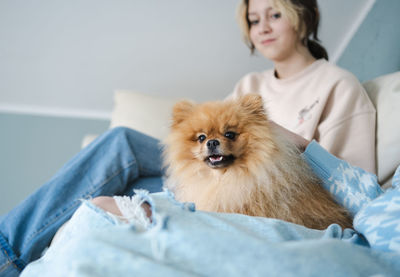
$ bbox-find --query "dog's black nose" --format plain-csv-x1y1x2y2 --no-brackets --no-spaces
207,139,220,150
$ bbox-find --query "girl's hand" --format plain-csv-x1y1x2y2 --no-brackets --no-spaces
269,121,310,151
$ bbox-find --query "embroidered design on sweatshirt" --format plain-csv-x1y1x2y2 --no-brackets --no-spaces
297,98,319,126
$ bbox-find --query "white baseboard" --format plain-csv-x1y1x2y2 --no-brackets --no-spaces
0,103,111,120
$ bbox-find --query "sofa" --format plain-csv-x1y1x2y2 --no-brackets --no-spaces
83,71,400,187
25,71,399,276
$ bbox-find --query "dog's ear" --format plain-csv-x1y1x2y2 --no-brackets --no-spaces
238,93,267,118
171,100,195,127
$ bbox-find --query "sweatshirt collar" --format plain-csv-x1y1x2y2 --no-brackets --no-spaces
270,59,327,85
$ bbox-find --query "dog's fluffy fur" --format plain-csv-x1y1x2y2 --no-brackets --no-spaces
163,94,352,230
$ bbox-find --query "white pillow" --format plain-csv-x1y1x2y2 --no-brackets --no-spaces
109,90,178,141
363,71,400,184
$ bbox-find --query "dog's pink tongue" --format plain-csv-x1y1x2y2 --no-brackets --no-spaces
210,156,223,162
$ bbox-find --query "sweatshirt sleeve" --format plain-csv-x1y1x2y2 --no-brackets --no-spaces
302,140,383,216
316,75,376,174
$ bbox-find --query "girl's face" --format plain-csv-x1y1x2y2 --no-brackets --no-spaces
248,0,301,62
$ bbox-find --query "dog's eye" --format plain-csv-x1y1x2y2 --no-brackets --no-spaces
198,134,206,143
224,131,236,140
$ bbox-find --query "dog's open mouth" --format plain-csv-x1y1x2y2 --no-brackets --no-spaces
205,154,235,168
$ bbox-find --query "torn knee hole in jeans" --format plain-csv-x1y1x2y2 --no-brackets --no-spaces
113,190,156,231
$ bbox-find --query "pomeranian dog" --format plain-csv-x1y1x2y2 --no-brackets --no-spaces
163,93,352,230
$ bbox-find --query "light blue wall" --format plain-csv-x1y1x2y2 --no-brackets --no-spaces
338,0,400,82
0,113,108,215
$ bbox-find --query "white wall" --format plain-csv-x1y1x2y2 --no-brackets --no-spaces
0,0,374,119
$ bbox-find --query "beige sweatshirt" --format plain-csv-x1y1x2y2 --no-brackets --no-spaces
230,59,376,174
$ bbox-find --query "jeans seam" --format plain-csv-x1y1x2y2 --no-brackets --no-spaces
0,244,22,272
0,259,12,273
23,159,138,249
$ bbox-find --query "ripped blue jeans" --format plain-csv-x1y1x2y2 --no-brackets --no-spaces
0,127,164,276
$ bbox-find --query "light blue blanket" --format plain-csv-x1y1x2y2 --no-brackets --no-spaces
21,191,400,277
21,142,400,276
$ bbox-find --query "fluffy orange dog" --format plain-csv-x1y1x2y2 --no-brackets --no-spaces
163,94,352,230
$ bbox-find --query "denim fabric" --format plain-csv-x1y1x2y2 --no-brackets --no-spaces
20,193,400,277
0,127,164,276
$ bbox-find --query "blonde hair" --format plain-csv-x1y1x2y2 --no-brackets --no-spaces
237,0,328,60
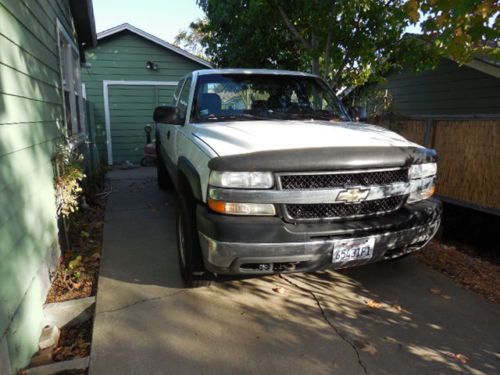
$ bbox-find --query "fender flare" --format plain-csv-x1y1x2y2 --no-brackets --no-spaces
177,156,203,201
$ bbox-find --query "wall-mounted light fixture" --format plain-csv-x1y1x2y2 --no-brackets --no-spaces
146,61,159,71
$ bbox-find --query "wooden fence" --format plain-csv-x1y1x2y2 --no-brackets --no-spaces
372,115,500,214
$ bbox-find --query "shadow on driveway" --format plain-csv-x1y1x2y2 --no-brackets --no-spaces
90,168,499,375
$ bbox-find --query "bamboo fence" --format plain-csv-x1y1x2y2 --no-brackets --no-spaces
374,116,500,212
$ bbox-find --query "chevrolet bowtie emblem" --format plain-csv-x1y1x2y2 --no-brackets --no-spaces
336,188,370,204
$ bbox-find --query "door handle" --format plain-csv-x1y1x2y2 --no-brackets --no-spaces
167,130,171,140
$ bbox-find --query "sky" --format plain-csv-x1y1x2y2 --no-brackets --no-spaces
93,0,422,44
93,0,205,43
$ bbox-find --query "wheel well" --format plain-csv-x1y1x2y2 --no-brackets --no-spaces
177,157,203,201
177,171,195,200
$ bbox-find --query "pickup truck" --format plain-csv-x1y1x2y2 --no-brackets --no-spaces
153,69,441,287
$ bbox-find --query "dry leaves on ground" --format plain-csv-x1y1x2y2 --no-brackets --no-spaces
417,240,500,304
53,320,92,362
46,199,106,304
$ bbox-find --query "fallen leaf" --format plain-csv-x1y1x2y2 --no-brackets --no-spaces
366,300,383,309
272,287,286,294
451,353,469,364
441,294,452,300
354,339,378,356
80,231,90,238
90,253,101,261
429,288,441,294
393,304,404,313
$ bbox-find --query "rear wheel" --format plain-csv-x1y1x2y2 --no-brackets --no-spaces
177,194,213,287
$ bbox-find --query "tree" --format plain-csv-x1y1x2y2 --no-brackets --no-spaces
405,0,499,63
174,18,211,60
196,0,420,88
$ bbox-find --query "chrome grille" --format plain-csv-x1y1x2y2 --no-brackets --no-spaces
285,196,405,220
278,168,408,221
280,168,408,190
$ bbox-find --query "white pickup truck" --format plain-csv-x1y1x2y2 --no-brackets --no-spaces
154,69,441,287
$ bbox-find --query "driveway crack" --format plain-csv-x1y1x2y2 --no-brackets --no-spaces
97,290,187,315
280,275,369,375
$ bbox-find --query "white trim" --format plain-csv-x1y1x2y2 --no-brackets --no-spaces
103,80,179,165
464,59,500,78
57,19,86,142
97,23,212,68
104,80,179,86
57,19,78,52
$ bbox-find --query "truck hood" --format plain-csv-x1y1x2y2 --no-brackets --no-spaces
192,120,418,157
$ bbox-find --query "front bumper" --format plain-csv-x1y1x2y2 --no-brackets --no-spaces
197,199,442,275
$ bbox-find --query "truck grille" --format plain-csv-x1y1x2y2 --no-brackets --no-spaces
280,168,408,190
285,196,405,220
278,168,408,221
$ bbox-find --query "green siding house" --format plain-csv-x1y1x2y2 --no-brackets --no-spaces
0,1,96,373
81,23,211,165
351,56,500,116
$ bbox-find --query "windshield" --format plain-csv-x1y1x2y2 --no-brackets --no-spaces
191,74,350,123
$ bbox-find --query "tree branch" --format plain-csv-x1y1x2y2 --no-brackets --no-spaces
330,54,349,87
277,5,311,51
324,3,335,79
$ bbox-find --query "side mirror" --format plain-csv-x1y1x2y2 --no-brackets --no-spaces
153,105,178,123
348,106,367,122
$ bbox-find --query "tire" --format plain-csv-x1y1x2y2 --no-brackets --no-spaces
176,194,213,287
157,158,173,190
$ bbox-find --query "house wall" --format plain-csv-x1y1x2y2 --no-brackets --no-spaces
82,31,206,163
380,58,500,115
0,1,76,373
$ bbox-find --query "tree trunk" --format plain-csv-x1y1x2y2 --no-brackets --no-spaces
310,31,320,76
311,58,320,76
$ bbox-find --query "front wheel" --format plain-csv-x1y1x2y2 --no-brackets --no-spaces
177,194,213,287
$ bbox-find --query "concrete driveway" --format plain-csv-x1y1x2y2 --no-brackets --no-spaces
89,168,499,375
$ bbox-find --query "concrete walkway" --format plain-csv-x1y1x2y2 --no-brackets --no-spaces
89,167,500,375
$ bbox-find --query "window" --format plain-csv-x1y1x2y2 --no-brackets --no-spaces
191,74,349,123
172,78,185,105
177,77,192,123
57,20,85,140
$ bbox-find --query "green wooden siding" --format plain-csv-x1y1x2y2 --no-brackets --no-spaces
82,31,207,164
108,85,175,163
0,1,75,372
379,58,500,115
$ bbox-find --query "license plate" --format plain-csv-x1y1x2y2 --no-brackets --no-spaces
332,237,375,264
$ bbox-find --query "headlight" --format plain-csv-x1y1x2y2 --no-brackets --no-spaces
209,171,274,189
408,163,437,203
409,163,437,179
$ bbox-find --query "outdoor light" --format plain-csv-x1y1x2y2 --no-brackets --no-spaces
146,61,158,71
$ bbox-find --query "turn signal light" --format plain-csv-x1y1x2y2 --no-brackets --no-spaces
208,198,276,216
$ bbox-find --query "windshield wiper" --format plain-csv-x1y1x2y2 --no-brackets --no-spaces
286,112,337,121
202,113,269,122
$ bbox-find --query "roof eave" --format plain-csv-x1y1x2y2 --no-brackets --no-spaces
69,0,97,48
95,23,212,68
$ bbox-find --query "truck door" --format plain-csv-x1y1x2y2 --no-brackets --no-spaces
165,77,192,166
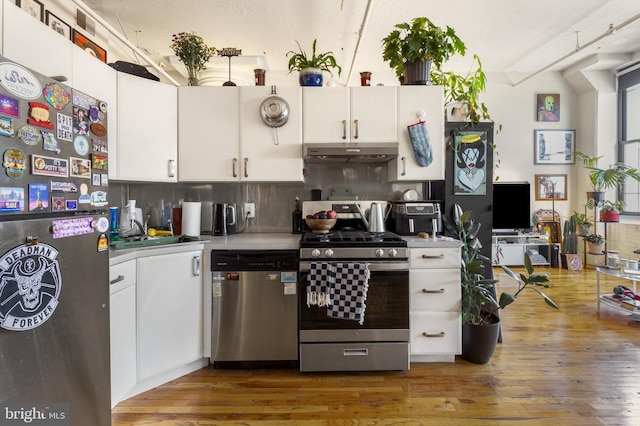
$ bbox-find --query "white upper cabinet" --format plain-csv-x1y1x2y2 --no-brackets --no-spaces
116,72,177,182
389,86,445,181
178,87,240,182
2,0,73,83
303,87,397,143
178,86,303,182
239,86,303,182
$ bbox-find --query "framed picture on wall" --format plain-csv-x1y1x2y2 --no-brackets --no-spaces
72,30,107,63
534,129,575,164
45,11,72,40
535,174,567,201
16,0,44,22
536,93,560,122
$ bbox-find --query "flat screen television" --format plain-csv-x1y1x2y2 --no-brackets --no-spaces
492,182,531,232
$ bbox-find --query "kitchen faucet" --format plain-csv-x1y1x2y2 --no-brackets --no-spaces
130,214,150,236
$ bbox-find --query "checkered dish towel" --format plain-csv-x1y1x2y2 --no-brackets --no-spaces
307,262,371,325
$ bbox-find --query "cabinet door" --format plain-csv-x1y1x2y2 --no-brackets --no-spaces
350,87,397,142
3,2,73,83
72,50,118,179
116,72,178,182
137,250,203,381
410,312,461,355
240,86,303,182
390,86,445,181
302,87,349,143
178,87,240,181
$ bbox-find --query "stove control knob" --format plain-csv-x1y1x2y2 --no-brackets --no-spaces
375,248,385,258
311,249,321,258
388,248,398,257
324,249,334,258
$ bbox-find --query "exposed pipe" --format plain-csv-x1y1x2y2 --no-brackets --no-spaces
71,0,180,86
345,0,375,86
512,12,640,87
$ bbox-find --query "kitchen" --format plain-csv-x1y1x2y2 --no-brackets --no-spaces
2,0,640,425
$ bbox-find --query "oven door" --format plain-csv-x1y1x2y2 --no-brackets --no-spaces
298,261,409,343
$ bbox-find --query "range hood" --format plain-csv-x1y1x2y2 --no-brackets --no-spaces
303,142,399,163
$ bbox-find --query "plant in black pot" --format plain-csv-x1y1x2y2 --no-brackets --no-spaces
575,151,640,206
382,17,465,85
443,204,559,364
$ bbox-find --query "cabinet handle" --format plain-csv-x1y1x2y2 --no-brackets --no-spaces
422,332,445,338
168,160,176,178
422,254,445,259
342,120,347,140
353,119,359,139
232,158,238,177
244,157,249,178
422,288,445,294
192,256,201,277
401,156,406,176
110,275,125,285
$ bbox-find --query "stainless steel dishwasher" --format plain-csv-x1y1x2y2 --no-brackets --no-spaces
210,250,299,368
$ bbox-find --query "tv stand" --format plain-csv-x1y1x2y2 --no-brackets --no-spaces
491,233,551,266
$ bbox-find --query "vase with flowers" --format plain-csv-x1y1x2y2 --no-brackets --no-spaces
170,32,216,86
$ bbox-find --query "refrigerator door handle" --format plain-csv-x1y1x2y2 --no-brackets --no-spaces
192,256,201,277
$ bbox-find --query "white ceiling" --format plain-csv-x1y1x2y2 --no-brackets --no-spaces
80,0,640,86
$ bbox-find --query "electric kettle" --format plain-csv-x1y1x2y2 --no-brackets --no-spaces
213,203,237,236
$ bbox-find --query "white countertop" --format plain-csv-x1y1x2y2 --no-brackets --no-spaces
109,233,461,265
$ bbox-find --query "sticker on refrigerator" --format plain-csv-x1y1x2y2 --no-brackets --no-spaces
51,180,78,193
91,154,107,170
73,107,89,136
56,113,73,141
69,157,91,179
0,61,43,100
32,154,68,177
281,271,297,282
51,196,65,211
90,190,107,207
78,183,90,204
97,233,108,252
28,183,49,212
18,125,43,145
73,135,89,156
0,94,20,117
0,116,14,137
3,148,26,179
72,89,97,110
0,187,24,212
42,131,61,154
43,82,71,110
28,102,54,129
0,242,62,331
51,216,94,238
92,138,108,153
65,199,77,211
90,122,107,137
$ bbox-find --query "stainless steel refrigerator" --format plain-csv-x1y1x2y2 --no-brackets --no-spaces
0,55,111,424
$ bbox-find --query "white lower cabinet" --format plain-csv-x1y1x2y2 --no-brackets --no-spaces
137,250,203,381
109,259,137,408
408,246,461,361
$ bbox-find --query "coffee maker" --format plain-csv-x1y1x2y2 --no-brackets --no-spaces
387,201,442,235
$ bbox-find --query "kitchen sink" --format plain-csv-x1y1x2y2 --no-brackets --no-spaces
109,235,182,250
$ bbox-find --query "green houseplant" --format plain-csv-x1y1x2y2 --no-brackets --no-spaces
584,233,605,254
600,200,625,222
571,211,592,236
575,151,640,204
382,17,466,85
443,204,558,364
286,39,341,86
561,214,580,270
170,32,216,86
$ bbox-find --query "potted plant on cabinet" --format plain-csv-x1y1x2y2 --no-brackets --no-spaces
574,151,640,206
585,233,605,254
286,39,341,86
571,212,593,236
382,16,466,85
600,200,625,222
443,204,559,364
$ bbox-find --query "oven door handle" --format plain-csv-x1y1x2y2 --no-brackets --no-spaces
299,261,409,272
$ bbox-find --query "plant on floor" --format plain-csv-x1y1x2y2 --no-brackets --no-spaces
561,215,578,255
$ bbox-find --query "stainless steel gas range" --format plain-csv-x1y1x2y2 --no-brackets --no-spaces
298,201,410,372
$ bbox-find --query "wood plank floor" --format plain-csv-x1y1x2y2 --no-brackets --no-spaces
112,266,640,425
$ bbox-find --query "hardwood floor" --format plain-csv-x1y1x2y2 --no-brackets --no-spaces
112,266,640,425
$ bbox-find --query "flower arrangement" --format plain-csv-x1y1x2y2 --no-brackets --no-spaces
170,32,216,86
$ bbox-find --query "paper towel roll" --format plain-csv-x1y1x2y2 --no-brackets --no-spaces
182,202,202,237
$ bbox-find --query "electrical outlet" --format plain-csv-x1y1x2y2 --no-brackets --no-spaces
245,203,256,219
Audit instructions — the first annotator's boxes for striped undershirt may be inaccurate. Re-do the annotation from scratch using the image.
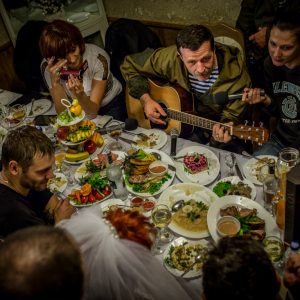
[188,66,219,94]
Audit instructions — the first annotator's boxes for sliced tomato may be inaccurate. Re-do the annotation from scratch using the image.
[88,194,96,203]
[94,191,104,200]
[81,195,89,204]
[102,186,111,196]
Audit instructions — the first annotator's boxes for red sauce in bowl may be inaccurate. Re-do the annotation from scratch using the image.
[143,200,155,211]
[130,197,144,207]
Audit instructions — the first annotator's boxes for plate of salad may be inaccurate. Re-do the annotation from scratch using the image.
[67,173,112,207]
[211,176,256,200]
[124,148,175,197]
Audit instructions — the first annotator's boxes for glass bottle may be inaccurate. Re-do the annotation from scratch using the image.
[263,159,278,215]
[276,148,299,231]
[284,241,300,265]
[106,152,128,200]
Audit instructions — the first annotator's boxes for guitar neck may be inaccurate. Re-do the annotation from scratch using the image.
[167,108,232,134]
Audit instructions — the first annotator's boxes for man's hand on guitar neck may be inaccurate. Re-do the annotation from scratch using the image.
[140,93,167,125]
[212,122,233,143]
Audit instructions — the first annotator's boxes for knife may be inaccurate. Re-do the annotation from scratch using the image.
[118,137,137,145]
[234,159,244,180]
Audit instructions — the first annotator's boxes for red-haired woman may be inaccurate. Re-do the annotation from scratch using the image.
[39,20,125,120]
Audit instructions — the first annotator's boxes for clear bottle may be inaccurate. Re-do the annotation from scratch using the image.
[263,159,278,214]
[284,240,300,263]
[106,152,128,201]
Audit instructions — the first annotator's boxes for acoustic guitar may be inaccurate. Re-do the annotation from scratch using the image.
[126,79,269,145]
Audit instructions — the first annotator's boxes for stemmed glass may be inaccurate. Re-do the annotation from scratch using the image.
[54,144,67,173]
[107,124,123,151]
[224,153,236,176]
[151,204,174,254]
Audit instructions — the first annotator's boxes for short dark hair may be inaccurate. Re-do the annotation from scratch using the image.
[39,20,85,60]
[272,11,300,43]
[1,125,54,171]
[202,237,280,300]
[176,24,215,53]
[0,226,84,300]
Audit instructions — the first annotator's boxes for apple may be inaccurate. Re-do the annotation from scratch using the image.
[56,126,69,140]
[84,140,97,155]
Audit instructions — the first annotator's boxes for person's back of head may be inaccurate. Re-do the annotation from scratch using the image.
[202,236,280,300]
[0,226,84,300]
[176,24,215,52]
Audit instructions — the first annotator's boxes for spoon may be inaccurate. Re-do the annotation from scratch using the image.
[180,254,203,277]
[171,199,185,212]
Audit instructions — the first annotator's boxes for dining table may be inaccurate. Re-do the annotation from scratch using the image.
[1,90,282,300]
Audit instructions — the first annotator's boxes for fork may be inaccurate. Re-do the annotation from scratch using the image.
[28,98,36,117]
[123,130,148,139]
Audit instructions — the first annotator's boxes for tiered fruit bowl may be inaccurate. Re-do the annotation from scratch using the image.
[56,99,104,163]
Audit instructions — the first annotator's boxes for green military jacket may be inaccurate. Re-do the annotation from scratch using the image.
[121,43,251,124]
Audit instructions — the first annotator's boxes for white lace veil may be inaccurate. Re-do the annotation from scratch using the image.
[59,206,199,300]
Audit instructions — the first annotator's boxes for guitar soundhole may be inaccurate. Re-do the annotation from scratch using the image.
[149,102,168,130]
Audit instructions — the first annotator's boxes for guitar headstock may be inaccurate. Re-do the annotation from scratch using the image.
[232,124,269,145]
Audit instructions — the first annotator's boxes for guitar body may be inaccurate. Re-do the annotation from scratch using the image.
[126,79,194,136]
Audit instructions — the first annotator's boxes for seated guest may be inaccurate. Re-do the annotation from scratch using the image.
[0,226,84,300]
[284,253,300,300]
[215,11,300,156]
[202,236,280,300]
[60,206,198,300]
[0,125,74,237]
[121,24,252,153]
[39,20,125,121]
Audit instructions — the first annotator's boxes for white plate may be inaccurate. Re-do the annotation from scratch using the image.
[64,142,106,165]
[132,129,168,150]
[175,146,220,185]
[57,110,86,126]
[69,189,112,207]
[163,237,210,278]
[84,3,98,13]
[207,195,280,243]
[67,12,90,23]
[74,150,126,182]
[99,198,124,213]
[125,149,175,197]
[47,172,67,193]
[242,155,277,186]
[26,99,52,116]
[158,183,219,239]
[211,176,256,200]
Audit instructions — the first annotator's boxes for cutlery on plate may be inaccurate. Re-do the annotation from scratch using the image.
[28,98,36,116]
[118,136,137,145]
[150,152,176,172]
[180,254,203,277]
[123,130,148,139]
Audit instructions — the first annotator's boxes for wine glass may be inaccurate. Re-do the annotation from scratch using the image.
[151,204,174,254]
[54,144,67,173]
[224,153,236,176]
[107,124,123,151]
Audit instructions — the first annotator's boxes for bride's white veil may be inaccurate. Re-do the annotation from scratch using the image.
[59,206,198,300]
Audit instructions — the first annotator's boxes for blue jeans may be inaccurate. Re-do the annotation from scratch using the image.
[253,134,285,156]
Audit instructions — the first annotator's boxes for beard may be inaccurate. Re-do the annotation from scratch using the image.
[20,175,48,192]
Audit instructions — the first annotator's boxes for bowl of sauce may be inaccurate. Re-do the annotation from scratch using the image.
[130,197,144,207]
[149,161,168,176]
[216,216,240,237]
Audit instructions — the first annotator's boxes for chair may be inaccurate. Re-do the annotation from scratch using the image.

■ EXERCISE DIRECTIONS:
All lines from the line containing "Audit instructions — the first annotator's boxes for blue" through the last line of the data are to be repeated exactly; no other line belongs in the answer.

■ WRITTEN RESPONSE:
Audit instructions — the first annotator's boxes for blue jeans may be inaccurate. Re-do the annotation from scratch using the image.
[253,134,285,156]
Audit instructions — the first annotator's boxes for beard may be inaccurate. Re-do the annotation from scratch using the image.
[20,175,48,192]
Audit instructions — the first annotator's boxes for bowl of sauce may be inaccurate. Re-do the annotation from scratch using the image.
[130,197,144,207]
[149,161,168,176]
[216,216,240,237]
Audit instructions — the first annotator's boxes for chair may be inaccurate. Re-do the annotation from scratch using the image.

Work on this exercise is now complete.